--- begin Data entries ---

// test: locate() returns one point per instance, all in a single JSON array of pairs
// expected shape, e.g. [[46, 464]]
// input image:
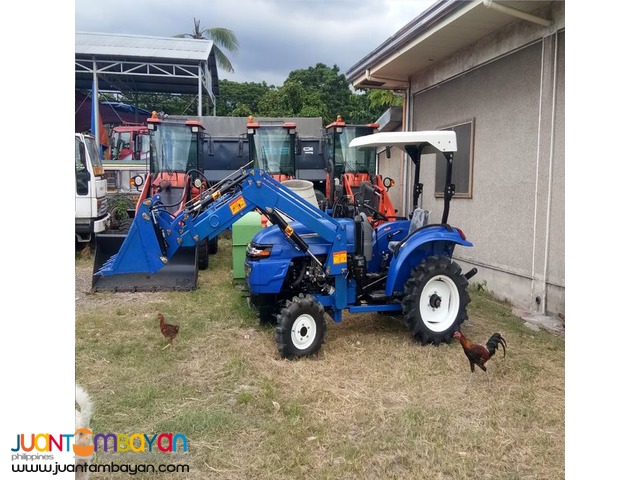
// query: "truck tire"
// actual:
[[435, 301], [301, 327], [202, 250]]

--- end Data entries ---

Set task: Reproduce the lines above verbatim, omitting the picture.

Finished exercise:
// test: locate() returns one point per instance, all in a single JSON array of pairs
// expected shape, e.g. [[46, 464]]
// input image:
// query: "truck tire"
// actual:
[[435, 301], [301, 327], [202, 250]]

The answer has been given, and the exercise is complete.